DIRECTIONS - Beginning at the line that includes "Check that one keypoint sits on every instance of the ocean" in the entries below, print each line exactly as it appears, through the last one.

DATA FOR THE TASK -
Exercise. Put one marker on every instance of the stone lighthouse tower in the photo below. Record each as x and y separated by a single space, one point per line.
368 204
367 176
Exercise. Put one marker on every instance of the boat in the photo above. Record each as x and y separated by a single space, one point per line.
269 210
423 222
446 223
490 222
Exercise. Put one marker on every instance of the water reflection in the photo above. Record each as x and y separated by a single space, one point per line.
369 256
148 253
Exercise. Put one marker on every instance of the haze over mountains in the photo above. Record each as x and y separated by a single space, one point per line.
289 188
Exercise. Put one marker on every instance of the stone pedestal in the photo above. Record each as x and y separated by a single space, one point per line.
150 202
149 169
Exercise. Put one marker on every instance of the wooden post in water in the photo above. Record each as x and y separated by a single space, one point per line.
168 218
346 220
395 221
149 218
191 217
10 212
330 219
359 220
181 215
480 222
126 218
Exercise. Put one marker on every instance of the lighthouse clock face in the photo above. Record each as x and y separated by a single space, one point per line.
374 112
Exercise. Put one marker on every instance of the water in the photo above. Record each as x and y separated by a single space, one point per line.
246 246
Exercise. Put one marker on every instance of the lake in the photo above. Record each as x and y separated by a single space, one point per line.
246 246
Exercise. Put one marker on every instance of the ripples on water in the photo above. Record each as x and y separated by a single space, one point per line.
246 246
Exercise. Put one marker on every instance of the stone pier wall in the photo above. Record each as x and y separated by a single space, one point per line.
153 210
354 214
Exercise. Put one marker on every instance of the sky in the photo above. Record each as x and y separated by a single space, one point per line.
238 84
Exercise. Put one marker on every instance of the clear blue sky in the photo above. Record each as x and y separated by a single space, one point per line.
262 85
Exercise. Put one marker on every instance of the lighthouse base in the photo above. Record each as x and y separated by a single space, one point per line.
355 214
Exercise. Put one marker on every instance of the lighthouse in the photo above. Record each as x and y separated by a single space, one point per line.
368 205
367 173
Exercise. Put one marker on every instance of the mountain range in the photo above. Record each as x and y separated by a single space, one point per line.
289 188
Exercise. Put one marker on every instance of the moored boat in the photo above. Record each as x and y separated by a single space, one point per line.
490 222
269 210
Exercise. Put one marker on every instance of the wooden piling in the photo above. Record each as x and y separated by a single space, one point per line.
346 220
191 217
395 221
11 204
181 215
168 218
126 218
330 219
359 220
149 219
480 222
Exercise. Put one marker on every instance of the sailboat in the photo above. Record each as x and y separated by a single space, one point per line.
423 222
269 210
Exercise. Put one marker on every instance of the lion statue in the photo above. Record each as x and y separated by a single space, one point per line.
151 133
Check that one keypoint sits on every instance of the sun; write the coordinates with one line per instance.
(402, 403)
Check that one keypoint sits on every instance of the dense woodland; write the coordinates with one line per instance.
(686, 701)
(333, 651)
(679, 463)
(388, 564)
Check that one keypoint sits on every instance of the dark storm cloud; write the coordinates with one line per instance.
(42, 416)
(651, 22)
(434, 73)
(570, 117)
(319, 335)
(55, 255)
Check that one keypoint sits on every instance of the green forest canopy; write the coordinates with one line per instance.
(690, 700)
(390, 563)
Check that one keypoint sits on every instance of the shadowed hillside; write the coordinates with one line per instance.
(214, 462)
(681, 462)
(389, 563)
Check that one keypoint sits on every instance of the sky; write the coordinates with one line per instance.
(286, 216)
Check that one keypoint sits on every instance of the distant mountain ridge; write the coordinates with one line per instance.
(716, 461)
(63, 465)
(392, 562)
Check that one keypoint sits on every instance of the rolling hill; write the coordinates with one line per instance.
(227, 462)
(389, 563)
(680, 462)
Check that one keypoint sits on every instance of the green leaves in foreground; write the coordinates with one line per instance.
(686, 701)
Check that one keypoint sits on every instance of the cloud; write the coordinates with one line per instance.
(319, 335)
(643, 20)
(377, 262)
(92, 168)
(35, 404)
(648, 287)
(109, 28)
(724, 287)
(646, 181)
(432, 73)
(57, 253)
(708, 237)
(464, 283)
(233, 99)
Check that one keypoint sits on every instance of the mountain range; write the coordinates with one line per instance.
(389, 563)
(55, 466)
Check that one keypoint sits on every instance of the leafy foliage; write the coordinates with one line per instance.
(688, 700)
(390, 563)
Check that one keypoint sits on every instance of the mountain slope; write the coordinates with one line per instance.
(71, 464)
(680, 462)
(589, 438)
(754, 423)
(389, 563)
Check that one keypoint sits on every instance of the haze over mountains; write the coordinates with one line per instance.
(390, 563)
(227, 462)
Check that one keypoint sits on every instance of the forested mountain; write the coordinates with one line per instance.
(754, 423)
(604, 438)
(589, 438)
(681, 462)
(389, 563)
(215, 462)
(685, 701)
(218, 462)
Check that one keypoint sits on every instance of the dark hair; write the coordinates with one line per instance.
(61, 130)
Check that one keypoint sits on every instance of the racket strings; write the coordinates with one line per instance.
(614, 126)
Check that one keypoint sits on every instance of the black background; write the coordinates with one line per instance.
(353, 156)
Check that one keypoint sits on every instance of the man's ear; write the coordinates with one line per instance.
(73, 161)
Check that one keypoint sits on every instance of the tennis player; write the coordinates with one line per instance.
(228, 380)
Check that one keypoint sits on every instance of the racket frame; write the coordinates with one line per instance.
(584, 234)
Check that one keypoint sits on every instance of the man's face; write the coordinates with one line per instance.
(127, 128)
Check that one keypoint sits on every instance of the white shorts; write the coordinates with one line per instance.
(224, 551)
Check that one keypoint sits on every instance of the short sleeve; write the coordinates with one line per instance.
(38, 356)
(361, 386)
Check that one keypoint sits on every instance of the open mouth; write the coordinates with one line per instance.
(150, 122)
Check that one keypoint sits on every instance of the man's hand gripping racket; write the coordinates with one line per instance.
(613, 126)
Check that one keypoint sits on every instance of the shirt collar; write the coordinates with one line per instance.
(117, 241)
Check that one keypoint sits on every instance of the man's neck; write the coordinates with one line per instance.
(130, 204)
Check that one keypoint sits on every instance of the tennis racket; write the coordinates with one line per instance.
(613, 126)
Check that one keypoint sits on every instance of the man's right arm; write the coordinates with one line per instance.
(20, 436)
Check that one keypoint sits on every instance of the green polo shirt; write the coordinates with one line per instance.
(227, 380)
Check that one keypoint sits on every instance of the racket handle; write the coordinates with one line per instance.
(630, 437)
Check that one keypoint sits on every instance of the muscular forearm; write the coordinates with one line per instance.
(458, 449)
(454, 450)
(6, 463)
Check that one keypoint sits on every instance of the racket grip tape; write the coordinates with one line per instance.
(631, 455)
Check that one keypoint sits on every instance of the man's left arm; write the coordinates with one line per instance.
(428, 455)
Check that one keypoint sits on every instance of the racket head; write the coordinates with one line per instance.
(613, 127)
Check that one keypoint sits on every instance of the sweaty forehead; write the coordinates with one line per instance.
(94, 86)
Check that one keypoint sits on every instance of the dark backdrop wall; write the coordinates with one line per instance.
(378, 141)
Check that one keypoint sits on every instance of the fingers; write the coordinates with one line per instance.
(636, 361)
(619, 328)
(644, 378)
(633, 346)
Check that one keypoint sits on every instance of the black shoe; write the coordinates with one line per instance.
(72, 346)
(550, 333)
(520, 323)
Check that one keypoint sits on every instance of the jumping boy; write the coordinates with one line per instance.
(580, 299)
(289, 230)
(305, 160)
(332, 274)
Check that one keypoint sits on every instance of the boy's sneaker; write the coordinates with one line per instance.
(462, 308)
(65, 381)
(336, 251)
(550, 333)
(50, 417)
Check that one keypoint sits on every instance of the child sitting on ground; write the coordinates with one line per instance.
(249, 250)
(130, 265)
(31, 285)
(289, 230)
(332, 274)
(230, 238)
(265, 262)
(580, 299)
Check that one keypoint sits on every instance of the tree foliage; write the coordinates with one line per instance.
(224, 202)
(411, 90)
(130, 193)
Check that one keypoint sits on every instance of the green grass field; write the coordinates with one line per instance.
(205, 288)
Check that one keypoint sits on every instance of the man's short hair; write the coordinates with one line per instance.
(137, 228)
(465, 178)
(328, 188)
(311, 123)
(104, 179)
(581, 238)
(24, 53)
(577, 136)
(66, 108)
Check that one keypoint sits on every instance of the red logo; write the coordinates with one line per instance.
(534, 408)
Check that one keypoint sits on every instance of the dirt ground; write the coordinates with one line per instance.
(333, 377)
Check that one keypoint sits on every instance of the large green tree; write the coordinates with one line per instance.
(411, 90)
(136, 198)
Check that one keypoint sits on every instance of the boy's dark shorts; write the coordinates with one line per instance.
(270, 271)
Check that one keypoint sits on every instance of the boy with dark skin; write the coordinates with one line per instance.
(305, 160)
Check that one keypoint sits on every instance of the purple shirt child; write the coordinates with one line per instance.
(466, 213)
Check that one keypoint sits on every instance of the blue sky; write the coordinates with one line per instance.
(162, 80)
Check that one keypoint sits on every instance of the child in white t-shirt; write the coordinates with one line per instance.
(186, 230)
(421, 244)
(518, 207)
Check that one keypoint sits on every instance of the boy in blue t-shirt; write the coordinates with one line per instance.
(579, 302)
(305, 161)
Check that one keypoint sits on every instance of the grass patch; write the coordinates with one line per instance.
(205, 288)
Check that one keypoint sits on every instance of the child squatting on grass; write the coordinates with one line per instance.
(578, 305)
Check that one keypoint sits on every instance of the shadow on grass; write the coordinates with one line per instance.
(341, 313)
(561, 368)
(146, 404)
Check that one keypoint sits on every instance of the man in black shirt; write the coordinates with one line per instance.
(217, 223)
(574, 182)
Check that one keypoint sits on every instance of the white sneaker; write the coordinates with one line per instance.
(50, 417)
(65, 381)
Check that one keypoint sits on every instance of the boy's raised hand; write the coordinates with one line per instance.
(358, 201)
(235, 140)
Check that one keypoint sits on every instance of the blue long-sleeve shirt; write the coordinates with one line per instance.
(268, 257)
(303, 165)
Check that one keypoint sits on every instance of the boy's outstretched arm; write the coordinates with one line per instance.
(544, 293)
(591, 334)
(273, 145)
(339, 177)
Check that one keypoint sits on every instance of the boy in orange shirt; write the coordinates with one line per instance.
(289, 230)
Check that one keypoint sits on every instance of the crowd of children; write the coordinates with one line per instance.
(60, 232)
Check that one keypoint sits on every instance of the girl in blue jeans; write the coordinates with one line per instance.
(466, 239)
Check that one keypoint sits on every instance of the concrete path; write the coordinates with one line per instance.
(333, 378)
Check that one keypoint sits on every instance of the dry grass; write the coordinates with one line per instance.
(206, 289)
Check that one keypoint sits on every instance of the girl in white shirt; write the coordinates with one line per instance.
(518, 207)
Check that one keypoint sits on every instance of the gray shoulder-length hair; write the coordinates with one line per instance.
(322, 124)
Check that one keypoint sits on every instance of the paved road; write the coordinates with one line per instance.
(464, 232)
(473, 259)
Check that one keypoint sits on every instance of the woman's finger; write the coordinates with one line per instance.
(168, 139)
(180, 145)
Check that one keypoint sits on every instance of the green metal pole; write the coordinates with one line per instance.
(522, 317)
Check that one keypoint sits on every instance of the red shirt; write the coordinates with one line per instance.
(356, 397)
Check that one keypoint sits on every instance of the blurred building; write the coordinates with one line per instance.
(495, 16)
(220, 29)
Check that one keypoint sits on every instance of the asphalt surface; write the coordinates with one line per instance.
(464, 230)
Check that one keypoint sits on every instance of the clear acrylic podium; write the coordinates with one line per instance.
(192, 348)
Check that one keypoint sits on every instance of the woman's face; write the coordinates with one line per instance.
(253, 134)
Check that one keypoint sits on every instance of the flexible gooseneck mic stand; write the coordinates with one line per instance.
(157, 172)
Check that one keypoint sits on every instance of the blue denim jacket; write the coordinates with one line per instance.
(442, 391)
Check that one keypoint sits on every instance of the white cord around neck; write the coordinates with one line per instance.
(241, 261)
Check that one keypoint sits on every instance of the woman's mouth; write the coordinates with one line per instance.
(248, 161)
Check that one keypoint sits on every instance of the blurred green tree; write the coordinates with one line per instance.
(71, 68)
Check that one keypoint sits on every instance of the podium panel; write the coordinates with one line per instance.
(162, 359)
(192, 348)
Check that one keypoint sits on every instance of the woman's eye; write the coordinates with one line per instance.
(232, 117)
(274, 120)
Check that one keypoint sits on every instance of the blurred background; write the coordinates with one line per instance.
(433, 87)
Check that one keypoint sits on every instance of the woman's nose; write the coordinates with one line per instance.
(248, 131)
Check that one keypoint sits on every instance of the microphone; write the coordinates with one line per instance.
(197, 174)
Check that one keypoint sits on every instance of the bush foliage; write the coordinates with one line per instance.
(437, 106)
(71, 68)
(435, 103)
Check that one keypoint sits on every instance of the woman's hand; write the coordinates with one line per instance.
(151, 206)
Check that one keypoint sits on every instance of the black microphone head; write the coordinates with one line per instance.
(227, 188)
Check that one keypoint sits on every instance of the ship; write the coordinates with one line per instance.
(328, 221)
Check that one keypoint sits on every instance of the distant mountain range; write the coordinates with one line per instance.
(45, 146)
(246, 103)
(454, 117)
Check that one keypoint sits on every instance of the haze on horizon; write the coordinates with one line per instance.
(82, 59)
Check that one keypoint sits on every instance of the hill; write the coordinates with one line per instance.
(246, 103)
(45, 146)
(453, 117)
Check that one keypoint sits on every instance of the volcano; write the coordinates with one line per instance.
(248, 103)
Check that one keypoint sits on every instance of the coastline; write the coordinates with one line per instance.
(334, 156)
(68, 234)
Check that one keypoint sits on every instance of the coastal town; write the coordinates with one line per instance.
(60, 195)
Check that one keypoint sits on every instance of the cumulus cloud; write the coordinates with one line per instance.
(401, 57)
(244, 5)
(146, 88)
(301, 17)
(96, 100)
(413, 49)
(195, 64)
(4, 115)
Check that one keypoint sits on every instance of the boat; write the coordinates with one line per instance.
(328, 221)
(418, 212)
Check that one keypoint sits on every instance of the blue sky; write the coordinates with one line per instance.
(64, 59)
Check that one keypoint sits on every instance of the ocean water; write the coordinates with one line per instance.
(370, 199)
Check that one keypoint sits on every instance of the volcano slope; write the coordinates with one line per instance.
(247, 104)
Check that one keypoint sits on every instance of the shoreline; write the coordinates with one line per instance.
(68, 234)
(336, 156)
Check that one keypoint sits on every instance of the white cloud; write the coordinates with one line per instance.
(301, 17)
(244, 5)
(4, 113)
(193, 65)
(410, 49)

RESPONSE TO THE TASK -
Check that one keypoint sits on every instance of the ocean water; write the coordinates with one line per instance.
(370, 199)
Check that one keypoint sits on every instance of the volcano slope; write the coordinates with one line per instance.
(247, 104)
Check that one keypoint sits on every instance of the shoreline; write the coordinates with one line per instance.
(68, 234)
(336, 156)
Check that one keypoint sits on every instance of the white cloud; write the coordinates with one line per instance.
(301, 17)
(244, 5)
(4, 113)
(193, 65)
(410, 49)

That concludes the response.